▶ **EXERCISE GOAL**
Replace "tram wheel" with "streetcar wheel" in the records, starting at the line that contains "wheel in this photo." and ending at the last line. Return only those lines, with nothing else changed.

(Coordinate annotation records)
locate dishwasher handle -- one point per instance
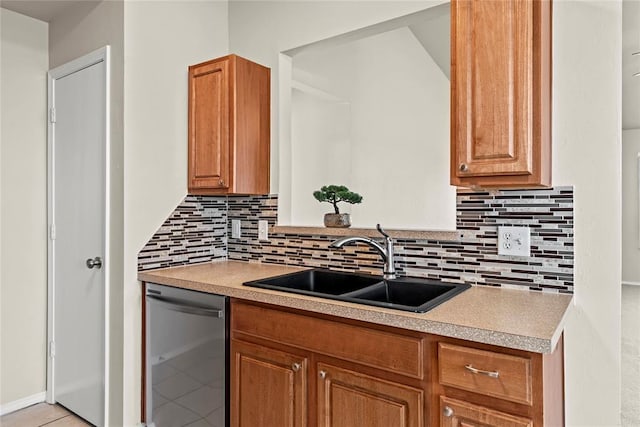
(184, 306)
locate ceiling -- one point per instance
(48, 10)
(44, 10)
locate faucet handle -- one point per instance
(381, 231)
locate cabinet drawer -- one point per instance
(391, 352)
(459, 413)
(486, 372)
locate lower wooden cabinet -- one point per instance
(291, 368)
(454, 413)
(269, 387)
(348, 398)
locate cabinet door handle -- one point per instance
(447, 412)
(492, 374)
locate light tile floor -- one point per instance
(630, 356)
(42, 414)
(188, 389)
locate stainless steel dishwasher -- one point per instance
(186, 358)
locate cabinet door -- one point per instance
(348, 398)
(209, 138)
(456, 413)
(268, 387)
(500, 93)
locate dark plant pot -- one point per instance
(337, 220)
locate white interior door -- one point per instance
(77, 206)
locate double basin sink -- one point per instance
(406, 294)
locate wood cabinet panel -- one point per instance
(501, 93)
(486, 372)
(229, 127)
(347, 398)
(457, 413)
(209, 126)
(402, 354)
(268, 387)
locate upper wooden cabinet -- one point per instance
(229, 127)
(501, 93)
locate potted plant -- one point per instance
(335, 194)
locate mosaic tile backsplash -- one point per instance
(473, 259)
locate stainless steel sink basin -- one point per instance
(408, 294)
(317, 281)
(403, 294)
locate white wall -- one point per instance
(260, 30)
(587, 149)
(23, 206)
(162, 38)
(630, 204)
(81, 29)
(397, 132)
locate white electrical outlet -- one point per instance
(514, 241)
(263, 230)
(236, 230)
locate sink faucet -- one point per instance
(386, 251)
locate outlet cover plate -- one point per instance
(514, 241)
(263, 230)
(236, 229)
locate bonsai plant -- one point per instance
(335, 194)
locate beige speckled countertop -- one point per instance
(524, 320)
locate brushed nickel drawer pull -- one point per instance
(492, 374)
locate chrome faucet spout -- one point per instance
(386, 251)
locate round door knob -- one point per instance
(447, 412)
(94, 263)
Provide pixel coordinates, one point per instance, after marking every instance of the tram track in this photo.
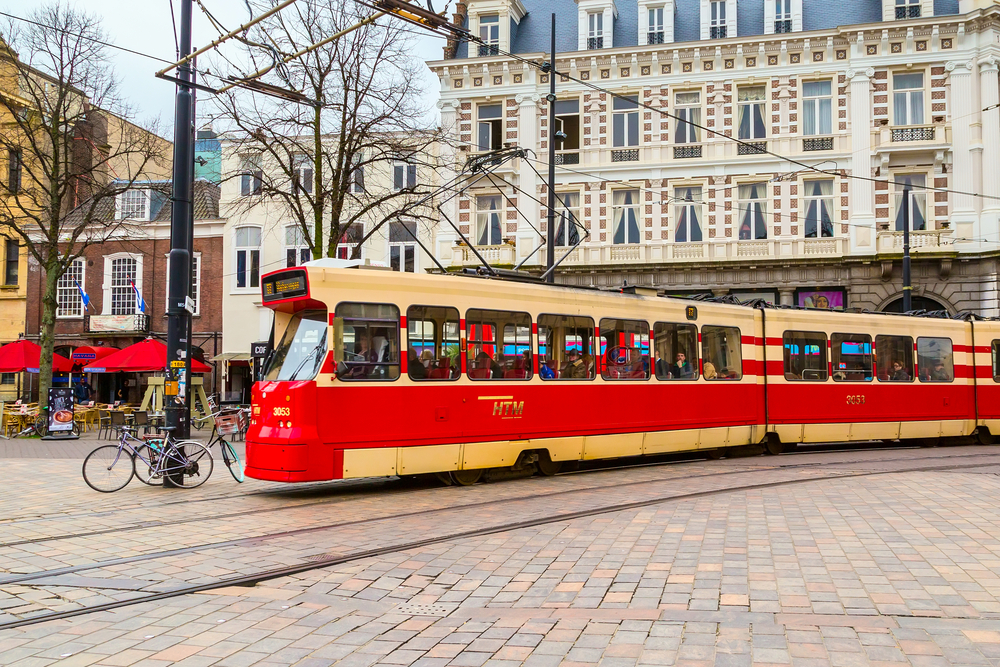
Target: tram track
(340, 499)
(319, 562)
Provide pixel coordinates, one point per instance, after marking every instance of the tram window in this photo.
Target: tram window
(302, 348)
(624, 350)
(367, 341)
(676, 350)
(721, 353)
(851, 355)
(432, 334)
(499, 344)
(565, 347)
(894, 358)
(935, 360)
(805, 356)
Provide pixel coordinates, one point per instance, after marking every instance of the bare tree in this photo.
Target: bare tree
(70, 144)
(369, 112)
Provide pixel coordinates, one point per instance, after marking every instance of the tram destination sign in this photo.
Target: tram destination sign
(285, 285)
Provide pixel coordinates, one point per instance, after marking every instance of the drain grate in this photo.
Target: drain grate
(414, 609)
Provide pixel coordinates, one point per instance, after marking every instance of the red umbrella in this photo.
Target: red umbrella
(148, 356)
(23, 355)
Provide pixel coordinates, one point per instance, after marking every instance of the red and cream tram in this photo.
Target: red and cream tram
(380, 373)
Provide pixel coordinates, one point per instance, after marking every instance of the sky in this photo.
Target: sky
(145, 26)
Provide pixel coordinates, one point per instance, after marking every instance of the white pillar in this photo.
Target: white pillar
(862, 200)
(963, 210)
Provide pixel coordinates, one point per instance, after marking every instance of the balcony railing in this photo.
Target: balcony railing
(751, 148)
(625, 155)
(916, 133)
(817, 144)
(686, 151)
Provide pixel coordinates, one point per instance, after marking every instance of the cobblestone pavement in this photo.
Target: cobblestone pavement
(834, 558)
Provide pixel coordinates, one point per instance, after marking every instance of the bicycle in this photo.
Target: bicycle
(110, 468)
(224, 424)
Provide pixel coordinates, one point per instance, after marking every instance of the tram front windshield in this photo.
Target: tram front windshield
(299, 354)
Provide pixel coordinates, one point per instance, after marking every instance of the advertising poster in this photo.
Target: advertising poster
(820, 299)
(60, 410)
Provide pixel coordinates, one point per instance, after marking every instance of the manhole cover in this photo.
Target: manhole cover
(415, 609)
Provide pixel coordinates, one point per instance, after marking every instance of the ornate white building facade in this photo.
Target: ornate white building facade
(894, 99)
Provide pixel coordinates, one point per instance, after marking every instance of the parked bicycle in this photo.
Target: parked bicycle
(110, 468)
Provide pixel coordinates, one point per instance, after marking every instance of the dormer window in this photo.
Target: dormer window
(907, 9)
(717, 25)
(655, 34)
(489, 32)
(595, 35)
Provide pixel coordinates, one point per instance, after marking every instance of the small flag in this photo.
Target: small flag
(140, 303)
(83, 295)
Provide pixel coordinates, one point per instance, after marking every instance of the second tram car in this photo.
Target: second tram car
(379, 373)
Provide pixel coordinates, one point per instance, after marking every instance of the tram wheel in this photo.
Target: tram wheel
(466, 477)
(546, 466)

▶ **RESULT FOR THIS TASK**
Provide pixel coordinates, one point per instance, after marking every instance of the streetcar wheel in this photo.
Target: streetcar wheel
(466, 477)
(546, 466)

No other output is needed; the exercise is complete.